- **Actions to take**:
a) In the multiethnic names text, what ethnic background is given for Miguel O'Hara?
b) Rewrite the part of the multiethnic names text that opens with the words containing "This is much" and closes with "Li San O'Rourke.", updating "Chinese-Irish" to "Korean-Irish".

- **Document passage**:

* * *

This is much more common in Real Life than it is in fiction. In real life, this often happens for fairly simple reasons. It's fairly common amongst some families who have arrived in a new country. They may give a newly born child a (let's say) English first name, while they retain their (for example) Asian or African last name. Also, in "mixed-culture" couples, their children are often named in a way that represents the cultural mixture. And then there are people naming their kids after famous people, or a name having lost some its cultural ties thanks to the aforementioned famous people.

Examples of Multiethnic Name include:


Anime and Manga

Comic Books

  • One of the main characters in the Atari Force mini-comics series (produced by DC Comics) was the Chinese-Irish security chief, Li San O'Rourke.
  • Miguel O'Hara aka Spider-Man 2099. As his name suggests he's half-Hispanic and half-Irish.

* * *

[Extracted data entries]
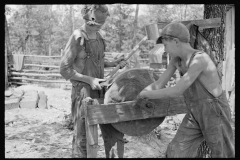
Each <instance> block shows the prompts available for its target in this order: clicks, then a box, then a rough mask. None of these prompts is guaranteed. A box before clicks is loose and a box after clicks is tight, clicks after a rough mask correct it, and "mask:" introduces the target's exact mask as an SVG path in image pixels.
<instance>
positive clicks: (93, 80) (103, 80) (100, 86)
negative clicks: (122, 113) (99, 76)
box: [89, 77, 106, 90]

* * *

- **List of answers**:
a) He is half-Hispanic and half-Irish.

b)
This is much more common in Real Life than it is in fiction. In real life, this often happens for fairly simple reasons. It's fairly common amongst some families who have arrived in a new country. They may give a newly born child a (let's say) English first name, while they retain their (for example) Asian or African last name. Also, in "mixed-culture" couples, their children are often named in a way that represents the cultural mixture. And then there are people naming their kids after famous people, or a name having lost some its cultural ties thanks to the aforementioned famous people.

Examples of Multiethnic Name include:


Anime and Manga

Comic Books

  • One of the main characters in the Atari Force mini-comics series (produced by DC Comics) was the Korean-Irish security chief, Li San O'Rourke.